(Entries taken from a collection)
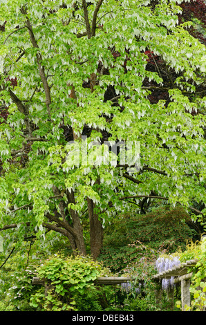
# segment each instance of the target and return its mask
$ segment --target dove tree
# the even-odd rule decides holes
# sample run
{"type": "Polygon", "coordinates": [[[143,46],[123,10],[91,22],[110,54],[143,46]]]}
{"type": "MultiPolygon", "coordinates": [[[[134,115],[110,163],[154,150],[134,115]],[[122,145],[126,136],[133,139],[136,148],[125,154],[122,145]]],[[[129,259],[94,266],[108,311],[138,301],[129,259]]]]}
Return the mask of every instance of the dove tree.
{"type": "Polygon", "coordinates": [[[181,1],[0,1],[0,228],[78,254],[148,200],[205,223],[206,48],[181,1]],[[197,207],[201,206],[201,209],[197,207]],[[89,229],[89,230],[88,230],[89,229]]]}

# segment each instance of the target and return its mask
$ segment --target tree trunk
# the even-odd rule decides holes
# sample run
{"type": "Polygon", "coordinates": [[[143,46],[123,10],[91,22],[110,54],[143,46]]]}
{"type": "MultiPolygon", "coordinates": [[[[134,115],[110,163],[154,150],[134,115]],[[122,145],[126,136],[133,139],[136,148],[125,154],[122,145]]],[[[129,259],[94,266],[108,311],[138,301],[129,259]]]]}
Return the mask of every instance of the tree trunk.
{"type": "MultiPolygon", "coordinates": [[[[68,202],[75,204],[73,192],[72,191],[70,193],[68,191],[67,191],[66,195],[68,202]]],[[[70,209],[70,214],[72,219],[73,228],[75,232],[75,235],[73,236],[73,242],[75,243],[76,250],[77,250],[77,253],[82,255],[86,255],[86,250],[83,235],[83,228],[80,222],[79,216],[78,213],[72,209],[70,209]]]]}
{"type": "Polygon", "coordinates": [[[103,227],[98,215],[94,213],[93,201],[87,197],[88,212],[90,223],[91,254],[93,259],[100,255],[103,244],[103,227]]]}

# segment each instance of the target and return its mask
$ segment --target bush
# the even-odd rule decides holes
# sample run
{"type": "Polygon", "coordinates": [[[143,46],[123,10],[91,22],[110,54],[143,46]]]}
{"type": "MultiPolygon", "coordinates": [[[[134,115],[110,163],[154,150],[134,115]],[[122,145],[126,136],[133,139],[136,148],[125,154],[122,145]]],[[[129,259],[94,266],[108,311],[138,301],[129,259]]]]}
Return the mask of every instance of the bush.
{"type": "Polygon", "coordinates": [[[112,272],[120,272],[155,250],[170,253],[184,250],[187,241],[194,235],[187,224],[189,220],[181,207],[158,208],[144,215],[124,215],[106,229],[99,259],[112,272]]]}
{"type": "MultiPolygon", "coordinates": [[[[102,275],[102,268],[89,257],[57,256],[48,259],[38,274],[45,281],[46,290],[41,288],[31,297],[30,306],[43,311],[77,310],[84,299],[88,304],[88,299],[93,297],[94,281],[102,275]]],[[[90,301],[87,308],[95,306],[90,301]]]]}

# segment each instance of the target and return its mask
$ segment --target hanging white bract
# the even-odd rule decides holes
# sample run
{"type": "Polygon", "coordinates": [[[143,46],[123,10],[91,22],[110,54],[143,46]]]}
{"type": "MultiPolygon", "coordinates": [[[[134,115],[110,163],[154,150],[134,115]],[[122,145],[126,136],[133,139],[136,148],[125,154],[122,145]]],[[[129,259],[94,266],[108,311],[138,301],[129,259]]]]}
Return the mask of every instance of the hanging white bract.
{"type": "MultiPolygon", "coordinates": [[[[174,266],[178,266],[180,263],[179,257],[159,257],[156,262],[156,267],[158,272],[160,273],[163,271],[166,271],[174,266]]],[[[162,279],[162,290],[168,290],[169,288],[174,286],[174,277],[171,277],[169,279],[162,279]]]]}

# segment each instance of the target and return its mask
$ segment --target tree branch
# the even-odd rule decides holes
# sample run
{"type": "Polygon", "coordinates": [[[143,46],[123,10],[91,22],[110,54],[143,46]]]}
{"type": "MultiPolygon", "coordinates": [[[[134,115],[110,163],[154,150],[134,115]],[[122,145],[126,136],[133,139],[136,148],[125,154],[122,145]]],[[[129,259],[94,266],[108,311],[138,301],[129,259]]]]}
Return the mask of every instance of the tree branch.
{"type": "MultiPolygon", "coordinates": [[[[122,196],[122,198],[119,198],[120,200],[127,200],[127,198],[157,198],[160,200],[166,200],[169,201],[168,198],[165,198],[164,196],[158,196],[155,195],[133,195],[131,196],[122,196]]],[[[189,207],[189,209],[194,211],[195,212],[198,213],[198,214],[203,214],[201,211],[195,209],[194,207],[190,207],[189,205],[187,207],[186,205],[182,205],[180,202],[177,201],[177,203],[180,204],[180,205],[185,206],[185,207],[189,207]]]]}
{"type": "Polygon", "coordinates": [[[91,36],[95,36],[97,14],[103,1],[104,0],[99,0],[95,9],[91,24],[91,36]]]}
{"type": "Polygon", "coordinates": [[[84,9],[84,21],[85,21],[85,24],[86,24],[87,37],[88,37],[88,39],[90,39],[91,37],[91,26],[90,26],[90,24],[89,24],[89,20],[88,20],[86,2],[85,0],[82,0],[82,6],[83,6],[83,9],[84,9]]]}
{"type": "Polygon", "coordinates": [[[24,28],[26,28],[26,26],[23,26],[23,27],[20,27],[19,28],[17,28],[16,30],[13,30],[13,32],[10,32],[8,37],[6,37],[6,39],[5,39],[4,42],[3,43],[3,44],[4,45],[6,42],[6,41],[8,40],[8,37],[12,35],[12,34],[14,34],[14,32],[19,32],[19,30],[20,30],[21,29],[24,29],[24,28]]]}
{"type": "MultiPolygon", "coordinates": [[[[31,24],[30,22],[30,20],[28,17],[26,20],[26,26],[28,30],[28,32],[30,35],[30,41],[32,42],[32,44],[34,48],[38,48],[39,50],[39,46],[37,44],[37,42],[36,41],[36,39],[35,37],[32,28],[31,26],[31,24]]],[[[38,68],[39,68],[39,73],[40,75],[40,78],[41,80],[41,82],[44,86],[44,91],[45,91],[45,95],[46,95],[46,106],[47,107],[47,111],[49,117],[49,120],[51,120],[51,117],[50,117],[50,105],[51,104],[51,97],[50,97],[50,87],[48,84],[47,82],[47,79],[46,77],[45,74],[45,71],[44,71],[44,66],[41,65],[41,61],[42,61],[42,56],[41,54],[40,53],[40,51],[39,51],[37,55],[37,64],[38,64],[38,68]]]]}

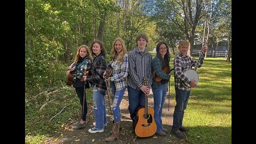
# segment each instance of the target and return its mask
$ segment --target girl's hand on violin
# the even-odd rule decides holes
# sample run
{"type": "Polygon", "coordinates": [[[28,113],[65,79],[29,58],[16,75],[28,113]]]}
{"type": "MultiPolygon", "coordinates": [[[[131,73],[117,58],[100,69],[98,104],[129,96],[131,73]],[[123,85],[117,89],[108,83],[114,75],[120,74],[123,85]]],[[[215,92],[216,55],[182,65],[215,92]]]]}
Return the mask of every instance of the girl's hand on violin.
{"type": "Polygon", "coordinates": [[[68,76],[68,75],[69,75],[69,73],[70,73],[70,71],[69,70],[67,70],[67,71],[66,71],[66,75],[68,76]]]}
{"type": "Polygon", "coordinates": [[[83,78],[83,81],[86,81],[86,77],[87,77],[87,76],[83,76],[83,78],[83,78]]]}
{"type": "Polygon", "coordinates": [[[69,68],[69,70],[70,70],[70,71],[73,71],[73,70],[75,70],[75,67],[73,67],[73,68],[69,68]]]}

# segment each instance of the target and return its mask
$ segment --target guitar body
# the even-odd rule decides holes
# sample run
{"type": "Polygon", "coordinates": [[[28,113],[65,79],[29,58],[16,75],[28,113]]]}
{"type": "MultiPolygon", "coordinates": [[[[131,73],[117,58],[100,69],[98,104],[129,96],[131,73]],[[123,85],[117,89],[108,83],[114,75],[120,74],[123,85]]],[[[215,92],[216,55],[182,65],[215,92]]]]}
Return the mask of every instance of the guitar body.
{"type": "MultiPolygon", "coordinates": [[[[144,85],[148,85],[148,77],[143,77],[144,85]]],[[[156,124],[154,119],[154,109],[148,106],[148,97],[145,96],[145,106],[137,108],[134,122],[135,134],[141,138],[153,135],[156,132],[156,124]]]]}
{"type": "Polygon", "coordinates": [[[154,119],[154,109],[148,108],[148,114],[145,118],[145,108],[141,107],[137,112],[135,121],[135,133],[139,137],[145,138],[153,135],[156,132],[156,124],[154,119]]]}
{"type": "Polygon", "coordinates": [[[68,75],[68,80],[67,81],[66,84],[68,86],[71,86],[73,83],[73,78],[75,77],[75,75],[69,73],[68,75]]]}
{"type": "MultiPolygon", "coordinates": [[[[90,76],[91,75],[92,73],[90,70],[88,70],[85,73],[85,76],[90,76]]],[[[72,74],[71,73],[68,75],[68,80],[67,81],[66,84],[68,86],[71,86],[73,84],[73,78],[75,77],[75,75],[72,74]]],[[[83,78],[81,78],[81,81],[83,81],[83,78]]],[[[87,86],[86,87],[88,87],[87,86]]],[[[90,86],[89,86],[90,87],[90,86]]]]}

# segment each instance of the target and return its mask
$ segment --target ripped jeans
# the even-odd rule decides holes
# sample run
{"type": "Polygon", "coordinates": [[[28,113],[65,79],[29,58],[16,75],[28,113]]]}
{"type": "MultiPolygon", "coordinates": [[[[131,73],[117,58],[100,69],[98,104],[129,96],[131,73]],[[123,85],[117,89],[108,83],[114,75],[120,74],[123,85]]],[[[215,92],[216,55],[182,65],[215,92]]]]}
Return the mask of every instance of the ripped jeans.
{"type": "Polygon", "coordinates": [[[116,86],[114,82],[110,81],[111,92],[114,96],[111,97],[113,101],[112,110],[114,116],[114,123],[118,123],[121,121],[120,103],[124,96],[125,87],[119,91],[116,91],[116,86]]]}
{"type": "Polygon", "coordinates": [[[102,130],[104,129],[104,124],[107,123],[105,95],[97,91],[96,85],[93,86],[93,101],[94,104],[93,110],[95,122],[95,128],[97,130],[102,130]]]}

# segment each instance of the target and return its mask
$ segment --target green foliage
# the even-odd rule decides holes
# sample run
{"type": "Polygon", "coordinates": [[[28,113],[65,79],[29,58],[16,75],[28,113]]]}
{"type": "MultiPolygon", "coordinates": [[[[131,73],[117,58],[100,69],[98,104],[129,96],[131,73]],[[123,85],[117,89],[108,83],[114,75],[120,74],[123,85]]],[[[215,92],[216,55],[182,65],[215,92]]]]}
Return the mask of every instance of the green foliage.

### The exercise
Count the lines in the rows above that contain the string "girl". Give only the number.

### Exercise solution
2